§ **WORK TO COMPLETE**
1. Transcribe the passage from the singular fluctuation excerpt starting with "The singular fluctuation is" and going on through "Bayes generalization error.".
2. According to the singular fluctuation excerpt, the loss kernel can be seen as a generalization of what?

§ **SELECTED EXTRACT**
■ ■ ■

A.1.2 Empirical Variance and the Singular Fluctuation

Define the Bayesian training error as the empirical Kullback-Leibler divergence from the posterior predictive distribution to the true distribution:

B_{t}=\frac{1}{n}\sum_{i=0}^{n}\log\left(\frac{q({\mathbf{z}})}{\mathbb{E}_{w}[p({\mathbf{z}}_{i}\mid{\bm{w}})]}\right)

Define the Bayesian generalization error as the population Kullback-Leibler divergence from the posterior predictive distribution to the true distribution:

B_{t}=\mathbb{E}_{x}\log\left(\frac{q({\mathbf{z}})}{\mathbb{E}_{w}[p({\mathbf{z}}\mid{\bm{w}})]}\right)

The expected asymptotic difference between these quantities is given by the singular fluctuation:

\nu(\beta)=\frac{1}{2}\lim_{n\rightarrow\infty}(\mathbb{E}_{\mathcal{D}}[B_{g}]-\mathbb{E}_{\mathcal{D}}[B_{t}]).

The singular fluctuation is a birational invariant appearing in many generalization formulas within SLT, including the difference between the Bayes and Gibbs generalization errors, or the difference between the Gibbs training error and Bayes generalization error.

A.1.3 Connection to the Loss Kernel

The loss kernel can be seen as a generalization of the empirical variance, the empirical estimator of the singular fluctuation. The empirical variance is defined as:

V=\sum_{i=0}^{n}\operatorname{Var}_{w}[\log(p({\mathbf{z}}_{i}\mid{\bm{w}})],

which estimates the singular fluctuation via

\frac{2\nu(\beta)}{\beta}=\lim_{n\rightarrow\infty}\mathbb{E}_{\mathcal{D}}[V].

■ ■ ■

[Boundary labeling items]
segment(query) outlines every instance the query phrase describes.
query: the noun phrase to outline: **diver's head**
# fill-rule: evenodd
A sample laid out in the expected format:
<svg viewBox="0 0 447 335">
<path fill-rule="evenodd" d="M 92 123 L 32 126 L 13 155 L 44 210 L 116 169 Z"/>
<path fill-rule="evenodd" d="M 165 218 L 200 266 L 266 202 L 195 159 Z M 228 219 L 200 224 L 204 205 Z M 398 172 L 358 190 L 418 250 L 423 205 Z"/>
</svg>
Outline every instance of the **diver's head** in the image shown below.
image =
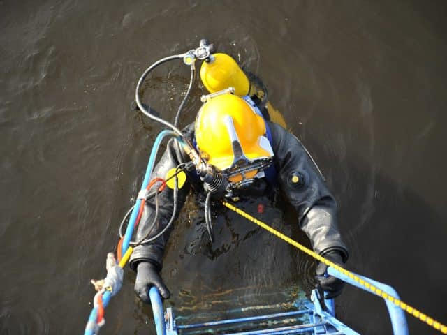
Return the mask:
<svg viewBox="0 0 447 335">
<path fill-rule="evenodd" d="M 205 102 L 196 120 L 195 137 L 207 164 L 240 187 L 263 177 L 272 163 L 265 131 L 265 121 L 247 102 L 225 93 Z"/>
</svg>

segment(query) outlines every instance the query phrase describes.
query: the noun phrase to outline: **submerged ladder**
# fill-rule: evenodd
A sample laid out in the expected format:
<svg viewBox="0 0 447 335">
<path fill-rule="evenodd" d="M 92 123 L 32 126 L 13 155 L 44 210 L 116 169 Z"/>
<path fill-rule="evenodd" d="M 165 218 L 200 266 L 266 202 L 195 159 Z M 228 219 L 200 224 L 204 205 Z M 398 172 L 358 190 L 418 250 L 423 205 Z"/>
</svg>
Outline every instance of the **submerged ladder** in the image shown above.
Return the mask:
<svg viewBox="0 0 447 335">
<path fill-rule="evenodd" d="M 365 290 L 354 281 L 333 268 L 329 267 L 328 273 L 349 284 Z M 397 293 L 392 287 L 366 277 L 362 278 L 367 279 L 388 295 L 399 299 Z M 157 335 L 359 335 L 359 333 L 335 318 L 334 299 L 322 299 L 317 290 L 312 290 L 311 301 L 307 299 L 297 300 L 294 304 L 294 311 L 217 320 L 214 320 L 215 316 L 210 316 L 211 320 L 206 322 L 191 324 L 180 324 L 177 322 L 178 319 L 174 315 L 172 308 L 168 308 L 165 312 L 161 297 L 155 288 L 150 289 L 149 296 Z M 404 311 L 387 300 L 385 302 L 390 314 L 393 334 L 408 335 Z"/>
</svg>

■ ■ ■

§ **SOLUTIONS BELOW**
1.
The singular fluctuation is a birational invariant appearing in many generalization formulas within SLT, including the difference between the Bayes and Gibbs generalization errors, or the difference between the Gibbs training error and Bayes generalization error.

2. The empirical variance, which is the empirical estimator of the singular fluctuation.